What is required:
Filter these entries, keeping only lines that hold the word "cuff".

(Records from a collection)
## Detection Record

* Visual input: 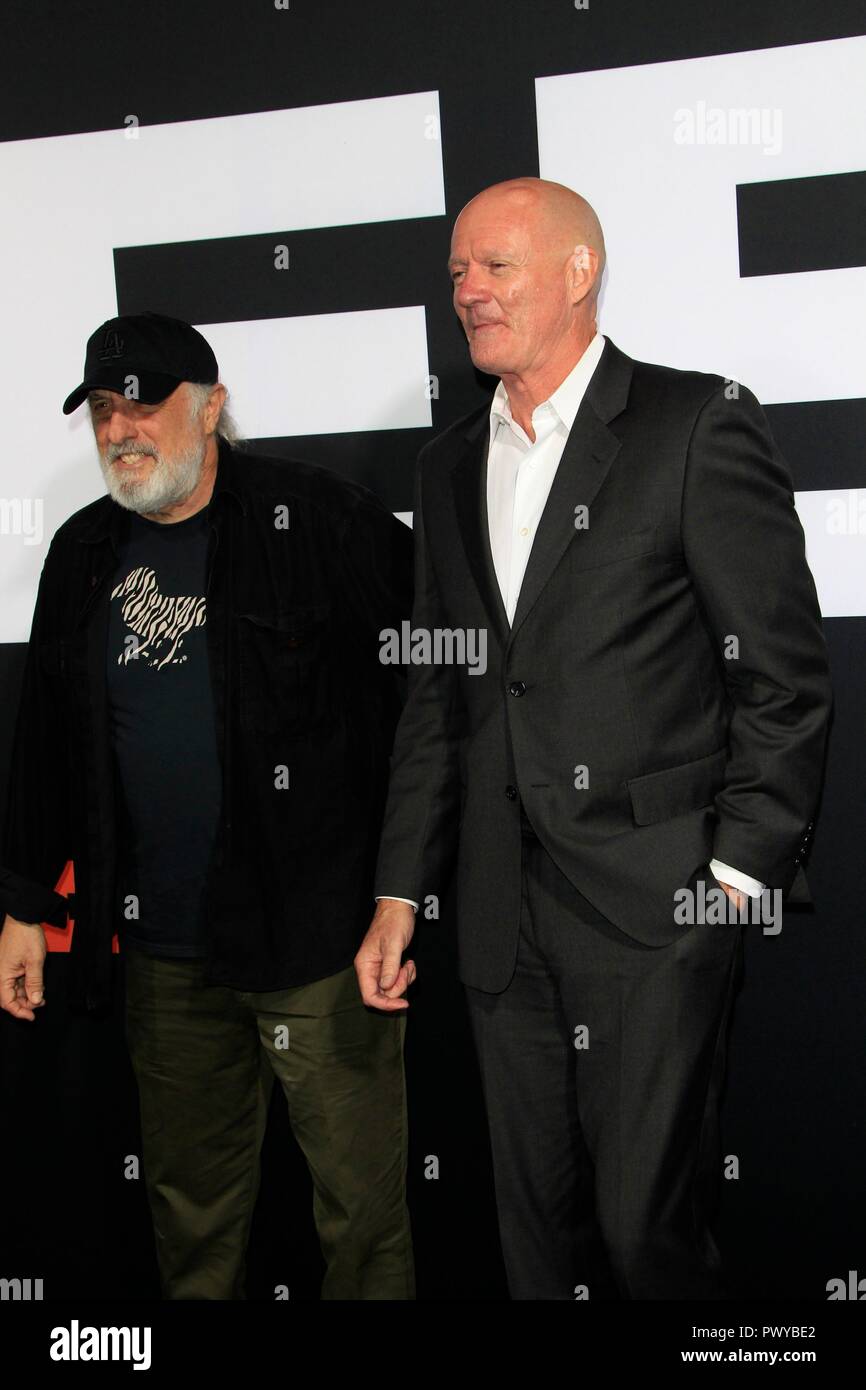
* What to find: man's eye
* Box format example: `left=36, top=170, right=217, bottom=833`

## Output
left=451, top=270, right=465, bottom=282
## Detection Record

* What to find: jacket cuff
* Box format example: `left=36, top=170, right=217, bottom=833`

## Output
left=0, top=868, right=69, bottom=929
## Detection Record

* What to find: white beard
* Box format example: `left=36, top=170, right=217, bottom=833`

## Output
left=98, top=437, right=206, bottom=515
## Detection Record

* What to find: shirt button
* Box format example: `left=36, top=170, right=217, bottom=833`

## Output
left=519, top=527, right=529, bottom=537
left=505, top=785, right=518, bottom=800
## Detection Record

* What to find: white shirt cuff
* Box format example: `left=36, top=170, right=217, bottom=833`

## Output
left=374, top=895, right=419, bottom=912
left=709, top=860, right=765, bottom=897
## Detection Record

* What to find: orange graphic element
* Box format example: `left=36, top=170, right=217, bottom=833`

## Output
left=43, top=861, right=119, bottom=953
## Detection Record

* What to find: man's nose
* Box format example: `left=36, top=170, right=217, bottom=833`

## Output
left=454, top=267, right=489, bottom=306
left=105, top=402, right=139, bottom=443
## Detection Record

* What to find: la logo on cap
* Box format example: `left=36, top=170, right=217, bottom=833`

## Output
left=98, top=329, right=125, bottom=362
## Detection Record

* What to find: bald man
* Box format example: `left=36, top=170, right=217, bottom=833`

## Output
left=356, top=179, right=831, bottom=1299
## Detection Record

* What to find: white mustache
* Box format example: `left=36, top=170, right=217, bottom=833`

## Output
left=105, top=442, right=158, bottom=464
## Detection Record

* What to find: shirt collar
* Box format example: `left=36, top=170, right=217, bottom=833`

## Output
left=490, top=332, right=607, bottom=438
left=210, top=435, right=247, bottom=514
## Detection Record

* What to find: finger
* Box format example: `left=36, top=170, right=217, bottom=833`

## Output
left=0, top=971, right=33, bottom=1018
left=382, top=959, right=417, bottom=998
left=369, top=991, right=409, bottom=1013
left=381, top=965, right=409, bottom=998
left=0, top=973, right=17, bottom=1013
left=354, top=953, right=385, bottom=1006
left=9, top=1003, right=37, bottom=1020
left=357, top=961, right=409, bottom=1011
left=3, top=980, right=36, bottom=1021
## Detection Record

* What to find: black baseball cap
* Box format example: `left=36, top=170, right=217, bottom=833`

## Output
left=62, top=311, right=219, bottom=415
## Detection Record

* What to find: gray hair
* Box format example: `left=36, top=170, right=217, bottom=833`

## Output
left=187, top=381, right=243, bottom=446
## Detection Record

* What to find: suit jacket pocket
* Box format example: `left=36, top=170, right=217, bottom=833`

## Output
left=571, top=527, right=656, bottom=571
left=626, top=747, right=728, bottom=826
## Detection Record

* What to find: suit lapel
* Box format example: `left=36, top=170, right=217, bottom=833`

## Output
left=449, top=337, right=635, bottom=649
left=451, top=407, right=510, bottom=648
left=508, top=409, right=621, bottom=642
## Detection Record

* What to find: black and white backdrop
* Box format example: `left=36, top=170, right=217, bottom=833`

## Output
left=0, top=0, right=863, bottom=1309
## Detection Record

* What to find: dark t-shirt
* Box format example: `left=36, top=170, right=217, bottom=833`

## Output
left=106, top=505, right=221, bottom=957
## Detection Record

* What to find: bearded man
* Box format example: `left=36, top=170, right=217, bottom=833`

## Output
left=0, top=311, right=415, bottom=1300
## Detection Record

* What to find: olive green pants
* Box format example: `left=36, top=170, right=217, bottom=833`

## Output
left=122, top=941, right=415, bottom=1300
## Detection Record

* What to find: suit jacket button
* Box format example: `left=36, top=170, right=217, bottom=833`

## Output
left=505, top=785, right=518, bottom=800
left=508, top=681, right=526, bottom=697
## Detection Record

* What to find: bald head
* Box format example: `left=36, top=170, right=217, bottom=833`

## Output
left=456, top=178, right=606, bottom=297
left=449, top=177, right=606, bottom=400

Written response:
* What to find: jacket cuff
* What to find: white shirt cuff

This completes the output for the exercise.